Extract:

>>>>

THOSE who are dreaming of Zimbabwean football's return to the field any time soon will have to continue dreaming until probably deeper into the year or even next year.
In fact, events on the ground are plain enough to see that it would be a miracle for football to be played as usual on a home-and-away league basis in Zimbabwe this year.
Less than a month into 2021, Covid-19 cases are rising as never before each day, and Zimbabwe is back into lockdown with all gatherings once again banned, and schools closed.
The question is: If the country can sacrifice to close down industry which makes the economy tick, what of football, which is more of a form of entertainment?
Events on the ground seem to suggest that the lockdown could be extended by another 14 days and so too would be the ban on all sporting activities.
There are other factors which are also pointing to a point of no return for the most popular sport, one of which is the precarious financial position of our clubs.
Sponsors are hard to come by in these trying times and most of our clubs cannot afford Covid-19 test kits, not to mention the finances for what is required to keep their players safe from the coronavirus while in camp.
On the other hand, the football authorities, Zifa themselves, seem like they have been overawed by the situation and do not appear to have a clue as to what exactly is required for football's safe return to the fields.
In fact, the Felton Kamambo-led Zifa cannot, under the circumstances, provide a timeframe as to when football can once again be played as this will only be determined by the extent of Covid-19 infections.
Even in some European countries -- for example, the United Kingdom -- football is under threat as each and every day matches are being called off over Covid-19 cases.
In Zimbabwe, football had initially been pencilled to return in September 2020, only to be postponed to December of the same year, and now, even March 2021, looks impossible.
However, with everything that is going on, it is perhaps time that the football authorities focused their energy on other challenges rather than football's immediate return.
One football fundi suggests that Zimbabwean clubs can still keep afloat by loaning out players to active African leagues in Ghana, Ethiopia, South Africa, Tanzania and Zambia and then bring back the players when action resumes.

<<<<

Required actions:
1. Rewrite everything in the article on Zimbabwean football from "Less than a" down to "form of entertainment?", replacing "lockdown" with "shutdown".
2. Extend the article on Zimbabwean football with new text that picks up after its final sentence.

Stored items

>>>>

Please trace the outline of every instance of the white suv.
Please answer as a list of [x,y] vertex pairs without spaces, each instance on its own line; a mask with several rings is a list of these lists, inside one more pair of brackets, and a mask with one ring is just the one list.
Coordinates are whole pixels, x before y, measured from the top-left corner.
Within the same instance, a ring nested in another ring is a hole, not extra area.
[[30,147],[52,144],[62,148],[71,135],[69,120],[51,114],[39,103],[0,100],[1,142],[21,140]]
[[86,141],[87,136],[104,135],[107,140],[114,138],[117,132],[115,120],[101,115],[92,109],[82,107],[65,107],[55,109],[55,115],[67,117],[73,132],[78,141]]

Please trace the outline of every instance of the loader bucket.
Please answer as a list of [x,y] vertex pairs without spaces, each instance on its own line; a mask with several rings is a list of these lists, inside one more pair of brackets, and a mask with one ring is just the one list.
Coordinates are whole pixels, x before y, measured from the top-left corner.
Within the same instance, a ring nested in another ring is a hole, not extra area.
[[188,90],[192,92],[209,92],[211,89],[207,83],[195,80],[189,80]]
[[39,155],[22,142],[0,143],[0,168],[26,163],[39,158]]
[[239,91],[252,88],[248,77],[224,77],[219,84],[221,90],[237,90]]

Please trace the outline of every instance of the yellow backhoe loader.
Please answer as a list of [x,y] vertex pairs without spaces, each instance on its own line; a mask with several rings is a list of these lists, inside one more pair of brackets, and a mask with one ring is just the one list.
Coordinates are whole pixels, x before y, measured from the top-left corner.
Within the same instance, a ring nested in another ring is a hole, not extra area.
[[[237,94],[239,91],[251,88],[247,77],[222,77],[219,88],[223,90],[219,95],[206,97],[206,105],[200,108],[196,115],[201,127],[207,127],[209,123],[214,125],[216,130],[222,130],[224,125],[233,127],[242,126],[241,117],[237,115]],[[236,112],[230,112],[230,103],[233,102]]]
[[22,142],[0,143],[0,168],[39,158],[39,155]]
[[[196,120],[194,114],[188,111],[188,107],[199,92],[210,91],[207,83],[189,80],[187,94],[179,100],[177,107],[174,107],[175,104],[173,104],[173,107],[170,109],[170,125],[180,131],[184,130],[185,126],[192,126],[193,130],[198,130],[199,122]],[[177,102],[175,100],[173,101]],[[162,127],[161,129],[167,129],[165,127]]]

<<<<
>>>>

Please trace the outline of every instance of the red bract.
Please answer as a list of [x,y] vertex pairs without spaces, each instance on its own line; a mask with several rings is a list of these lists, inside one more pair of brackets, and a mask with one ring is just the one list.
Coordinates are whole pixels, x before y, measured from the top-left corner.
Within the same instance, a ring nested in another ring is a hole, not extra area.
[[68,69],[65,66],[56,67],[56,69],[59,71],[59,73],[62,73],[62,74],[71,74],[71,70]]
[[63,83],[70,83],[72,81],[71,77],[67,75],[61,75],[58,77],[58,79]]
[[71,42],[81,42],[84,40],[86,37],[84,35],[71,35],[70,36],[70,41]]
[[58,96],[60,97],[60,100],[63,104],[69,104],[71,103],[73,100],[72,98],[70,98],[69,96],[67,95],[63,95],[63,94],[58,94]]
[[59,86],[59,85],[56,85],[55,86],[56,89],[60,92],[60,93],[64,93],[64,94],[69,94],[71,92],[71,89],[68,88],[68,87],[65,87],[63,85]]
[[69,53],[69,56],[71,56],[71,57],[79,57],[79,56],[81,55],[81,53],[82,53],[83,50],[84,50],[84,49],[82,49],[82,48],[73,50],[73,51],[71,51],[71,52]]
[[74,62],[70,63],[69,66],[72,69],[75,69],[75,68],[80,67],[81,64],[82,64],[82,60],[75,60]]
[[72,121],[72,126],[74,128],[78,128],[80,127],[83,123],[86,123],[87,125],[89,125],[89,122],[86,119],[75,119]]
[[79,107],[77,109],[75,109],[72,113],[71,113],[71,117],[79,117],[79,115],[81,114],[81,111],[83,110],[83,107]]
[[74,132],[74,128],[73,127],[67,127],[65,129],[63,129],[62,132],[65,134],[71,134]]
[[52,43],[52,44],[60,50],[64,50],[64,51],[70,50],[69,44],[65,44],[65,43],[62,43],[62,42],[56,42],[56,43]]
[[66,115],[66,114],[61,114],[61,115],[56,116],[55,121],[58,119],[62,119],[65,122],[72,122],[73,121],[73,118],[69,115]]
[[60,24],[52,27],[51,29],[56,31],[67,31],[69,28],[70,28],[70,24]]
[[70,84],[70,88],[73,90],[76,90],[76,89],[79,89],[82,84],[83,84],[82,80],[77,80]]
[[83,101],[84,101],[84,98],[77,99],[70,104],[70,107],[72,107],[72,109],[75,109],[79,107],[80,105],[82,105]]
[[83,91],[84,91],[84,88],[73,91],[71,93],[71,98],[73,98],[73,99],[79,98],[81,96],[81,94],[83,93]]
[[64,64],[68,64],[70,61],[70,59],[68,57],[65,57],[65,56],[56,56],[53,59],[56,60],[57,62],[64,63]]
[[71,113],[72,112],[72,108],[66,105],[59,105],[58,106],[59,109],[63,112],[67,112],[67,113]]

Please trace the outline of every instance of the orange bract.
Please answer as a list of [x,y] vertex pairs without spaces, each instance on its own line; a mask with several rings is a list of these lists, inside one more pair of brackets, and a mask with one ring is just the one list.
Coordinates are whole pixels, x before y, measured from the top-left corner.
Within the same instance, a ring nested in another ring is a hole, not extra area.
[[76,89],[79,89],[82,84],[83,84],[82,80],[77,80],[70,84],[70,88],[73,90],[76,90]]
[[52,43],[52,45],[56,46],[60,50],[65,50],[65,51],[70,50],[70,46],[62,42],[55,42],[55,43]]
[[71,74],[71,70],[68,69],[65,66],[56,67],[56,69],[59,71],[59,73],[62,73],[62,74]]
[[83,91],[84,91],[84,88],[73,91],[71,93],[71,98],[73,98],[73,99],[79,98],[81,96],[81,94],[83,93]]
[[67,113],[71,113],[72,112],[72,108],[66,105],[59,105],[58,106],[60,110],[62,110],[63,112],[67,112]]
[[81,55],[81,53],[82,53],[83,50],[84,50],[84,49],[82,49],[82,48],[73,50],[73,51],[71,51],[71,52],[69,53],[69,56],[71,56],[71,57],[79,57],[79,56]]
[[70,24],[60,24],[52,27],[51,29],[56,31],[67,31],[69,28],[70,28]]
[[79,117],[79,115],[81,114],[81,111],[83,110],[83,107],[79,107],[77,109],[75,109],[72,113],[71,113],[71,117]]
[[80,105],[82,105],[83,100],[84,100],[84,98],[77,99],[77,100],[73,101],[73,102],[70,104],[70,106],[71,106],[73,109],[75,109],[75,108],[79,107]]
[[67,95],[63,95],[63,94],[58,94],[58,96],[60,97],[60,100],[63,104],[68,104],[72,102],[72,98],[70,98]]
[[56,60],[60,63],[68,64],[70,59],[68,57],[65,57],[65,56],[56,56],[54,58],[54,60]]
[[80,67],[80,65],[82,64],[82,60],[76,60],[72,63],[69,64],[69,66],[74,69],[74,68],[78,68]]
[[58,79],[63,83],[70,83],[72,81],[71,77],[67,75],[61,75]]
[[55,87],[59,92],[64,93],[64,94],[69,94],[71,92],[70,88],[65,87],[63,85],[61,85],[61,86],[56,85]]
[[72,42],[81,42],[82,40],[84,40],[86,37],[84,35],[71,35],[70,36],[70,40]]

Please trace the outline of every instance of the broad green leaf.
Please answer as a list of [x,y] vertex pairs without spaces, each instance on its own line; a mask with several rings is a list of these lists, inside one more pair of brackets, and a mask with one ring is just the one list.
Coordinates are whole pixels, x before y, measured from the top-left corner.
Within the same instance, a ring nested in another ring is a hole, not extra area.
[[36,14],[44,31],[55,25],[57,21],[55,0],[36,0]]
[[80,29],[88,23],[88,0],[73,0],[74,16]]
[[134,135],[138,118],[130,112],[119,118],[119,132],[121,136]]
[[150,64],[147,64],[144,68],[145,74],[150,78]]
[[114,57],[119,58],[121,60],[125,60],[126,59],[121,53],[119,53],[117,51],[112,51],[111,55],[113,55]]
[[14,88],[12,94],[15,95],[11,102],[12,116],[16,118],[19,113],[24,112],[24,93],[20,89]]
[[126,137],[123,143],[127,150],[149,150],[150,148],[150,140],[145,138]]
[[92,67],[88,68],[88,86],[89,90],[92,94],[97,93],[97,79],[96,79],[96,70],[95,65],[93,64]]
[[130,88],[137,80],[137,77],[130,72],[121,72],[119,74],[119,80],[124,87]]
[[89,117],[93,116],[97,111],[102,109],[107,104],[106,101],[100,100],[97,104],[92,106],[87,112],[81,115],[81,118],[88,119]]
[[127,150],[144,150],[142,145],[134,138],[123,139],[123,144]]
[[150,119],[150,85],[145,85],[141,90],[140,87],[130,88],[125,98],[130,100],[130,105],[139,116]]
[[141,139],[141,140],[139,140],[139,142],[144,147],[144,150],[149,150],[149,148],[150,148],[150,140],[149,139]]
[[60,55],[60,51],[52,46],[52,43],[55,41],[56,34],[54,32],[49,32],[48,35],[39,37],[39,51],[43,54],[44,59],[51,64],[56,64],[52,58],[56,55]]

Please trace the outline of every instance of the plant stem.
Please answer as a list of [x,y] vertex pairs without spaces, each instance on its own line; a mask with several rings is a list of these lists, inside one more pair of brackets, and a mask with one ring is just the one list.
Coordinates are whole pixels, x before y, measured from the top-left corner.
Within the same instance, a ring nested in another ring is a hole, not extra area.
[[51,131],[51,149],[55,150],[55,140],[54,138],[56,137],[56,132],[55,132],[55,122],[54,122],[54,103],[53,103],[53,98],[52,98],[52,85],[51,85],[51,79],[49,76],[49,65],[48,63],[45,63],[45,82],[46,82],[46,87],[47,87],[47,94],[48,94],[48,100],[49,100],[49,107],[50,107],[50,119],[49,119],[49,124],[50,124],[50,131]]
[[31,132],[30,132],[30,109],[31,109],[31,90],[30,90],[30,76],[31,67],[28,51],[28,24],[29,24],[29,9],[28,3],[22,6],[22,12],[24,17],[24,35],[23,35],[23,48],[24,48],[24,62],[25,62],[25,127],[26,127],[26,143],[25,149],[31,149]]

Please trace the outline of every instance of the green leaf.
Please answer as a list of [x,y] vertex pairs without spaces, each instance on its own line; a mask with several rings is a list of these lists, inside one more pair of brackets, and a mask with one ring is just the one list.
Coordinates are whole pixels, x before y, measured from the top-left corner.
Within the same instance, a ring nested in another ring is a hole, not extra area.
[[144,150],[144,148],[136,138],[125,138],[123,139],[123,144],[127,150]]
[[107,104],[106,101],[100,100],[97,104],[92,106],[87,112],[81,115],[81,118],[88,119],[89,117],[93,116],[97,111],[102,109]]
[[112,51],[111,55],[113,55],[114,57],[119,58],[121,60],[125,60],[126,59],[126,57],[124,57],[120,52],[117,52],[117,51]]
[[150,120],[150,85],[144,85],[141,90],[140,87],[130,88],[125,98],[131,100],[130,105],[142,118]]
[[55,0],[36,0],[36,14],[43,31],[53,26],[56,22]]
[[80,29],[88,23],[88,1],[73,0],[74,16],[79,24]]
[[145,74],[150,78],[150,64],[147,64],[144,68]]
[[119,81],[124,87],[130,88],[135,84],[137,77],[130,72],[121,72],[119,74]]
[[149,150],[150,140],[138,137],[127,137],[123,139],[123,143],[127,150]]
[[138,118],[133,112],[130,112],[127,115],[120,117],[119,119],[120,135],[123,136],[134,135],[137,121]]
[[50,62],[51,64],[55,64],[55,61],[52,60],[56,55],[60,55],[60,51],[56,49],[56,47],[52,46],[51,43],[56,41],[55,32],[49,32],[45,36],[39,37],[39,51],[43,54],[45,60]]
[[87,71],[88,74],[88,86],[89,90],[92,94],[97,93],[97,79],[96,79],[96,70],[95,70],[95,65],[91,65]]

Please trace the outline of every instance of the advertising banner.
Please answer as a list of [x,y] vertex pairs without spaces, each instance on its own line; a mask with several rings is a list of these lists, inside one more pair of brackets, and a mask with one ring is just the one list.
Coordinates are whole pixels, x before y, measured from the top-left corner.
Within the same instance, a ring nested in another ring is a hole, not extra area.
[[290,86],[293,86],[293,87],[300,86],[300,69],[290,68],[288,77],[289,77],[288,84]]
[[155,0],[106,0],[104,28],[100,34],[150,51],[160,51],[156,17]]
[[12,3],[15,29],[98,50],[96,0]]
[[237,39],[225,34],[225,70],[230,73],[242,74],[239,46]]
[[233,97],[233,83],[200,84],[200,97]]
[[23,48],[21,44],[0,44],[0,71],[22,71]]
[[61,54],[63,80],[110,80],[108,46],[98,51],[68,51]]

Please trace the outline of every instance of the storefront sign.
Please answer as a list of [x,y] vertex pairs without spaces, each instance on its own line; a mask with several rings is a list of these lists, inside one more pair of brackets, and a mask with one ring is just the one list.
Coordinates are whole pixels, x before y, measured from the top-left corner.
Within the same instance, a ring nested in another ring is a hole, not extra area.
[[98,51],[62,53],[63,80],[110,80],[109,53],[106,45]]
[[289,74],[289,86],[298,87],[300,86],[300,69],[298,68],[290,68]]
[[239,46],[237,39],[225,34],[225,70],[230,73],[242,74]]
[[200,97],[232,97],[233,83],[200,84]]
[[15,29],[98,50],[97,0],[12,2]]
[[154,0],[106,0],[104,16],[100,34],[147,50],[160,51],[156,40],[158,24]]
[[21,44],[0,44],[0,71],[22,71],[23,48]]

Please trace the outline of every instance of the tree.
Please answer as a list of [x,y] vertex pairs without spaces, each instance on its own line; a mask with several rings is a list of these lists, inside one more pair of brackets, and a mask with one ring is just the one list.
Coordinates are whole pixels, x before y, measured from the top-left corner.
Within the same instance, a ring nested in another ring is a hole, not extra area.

<<<<

Results in order:
1.
Less than a month into 2021, Covid-19 cases are rising as never before each day, and Zimbabwe is back into shutdown with all gatherings once again banned, and schools closed.
The question is: If the country can sacrifice to close down industry which makes the economy tick, what of football, which is more of a form of entertainment?

2.
The finances from the resultant loan agreements can be used to keep the club running and paying the salaries of those players back at home -- something that seems to make sense.
However, as the football wheel turns, we cannot also run away from the fact there would have been other problems to contend with had football been running today.
Our stadiums are in a deplorable state to the extent that even if football was to resume, most matches would not take place as the grounds are not fit to host Premier Soccer League (PSL) action.
Now is the time for Zifa and the PSL to put pressure on city and town councils to renovate their facilities so that when action resumes, it would be smooth sailing.
Already, the local authorities have models of what their stadiums should look like and the onus is now on those in football to make follow-ups and see to it that the right things are being done.
This should also extend to the National Sports Stadium. The fact that it has been allowed to host matches involving the Warriors and those of FC Platinum in the Caf Champions League does not mean that it is now perfect.
The reason why Caf is keeping fans away is not because of the threat of Covid-19, but because the recommended bucket seats have not yet been installed to accommodate even a handful of fans.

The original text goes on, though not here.